Can you write out the part of the listing that runs from the line containing "Please pin the green" through the end of the listing, switching "green shrub" to "leafy bush" and leaving everything else unchanged?

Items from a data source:
▼
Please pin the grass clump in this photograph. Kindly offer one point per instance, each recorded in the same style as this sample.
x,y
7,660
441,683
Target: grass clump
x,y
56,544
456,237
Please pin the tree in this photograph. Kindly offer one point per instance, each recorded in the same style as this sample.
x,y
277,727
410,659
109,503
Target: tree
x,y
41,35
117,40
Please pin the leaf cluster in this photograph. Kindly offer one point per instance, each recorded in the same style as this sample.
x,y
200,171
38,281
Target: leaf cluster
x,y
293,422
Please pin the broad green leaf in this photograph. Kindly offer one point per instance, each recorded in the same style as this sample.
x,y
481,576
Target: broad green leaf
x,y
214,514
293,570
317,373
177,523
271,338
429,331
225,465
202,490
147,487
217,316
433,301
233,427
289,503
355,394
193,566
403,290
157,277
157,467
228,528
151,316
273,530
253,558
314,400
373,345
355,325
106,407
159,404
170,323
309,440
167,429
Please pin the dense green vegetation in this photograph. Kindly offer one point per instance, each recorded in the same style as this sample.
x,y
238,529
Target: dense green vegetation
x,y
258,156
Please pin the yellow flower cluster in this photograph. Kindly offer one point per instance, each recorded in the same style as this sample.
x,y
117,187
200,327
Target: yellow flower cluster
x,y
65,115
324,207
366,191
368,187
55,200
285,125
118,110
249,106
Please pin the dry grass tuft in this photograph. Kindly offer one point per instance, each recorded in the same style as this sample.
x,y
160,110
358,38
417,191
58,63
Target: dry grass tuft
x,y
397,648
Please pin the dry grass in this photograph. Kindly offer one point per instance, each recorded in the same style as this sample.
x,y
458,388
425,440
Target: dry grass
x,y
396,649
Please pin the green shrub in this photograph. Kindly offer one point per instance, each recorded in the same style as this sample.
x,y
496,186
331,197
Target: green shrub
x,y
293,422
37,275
▲
### TASK ANSWER
Please pin the leafy bush in this photograph. Kindly offer one point per instance, each recorded in the same style as this sample.
x,y
496,186
331,197
Target: leafy bush
x,y
293,422
37,275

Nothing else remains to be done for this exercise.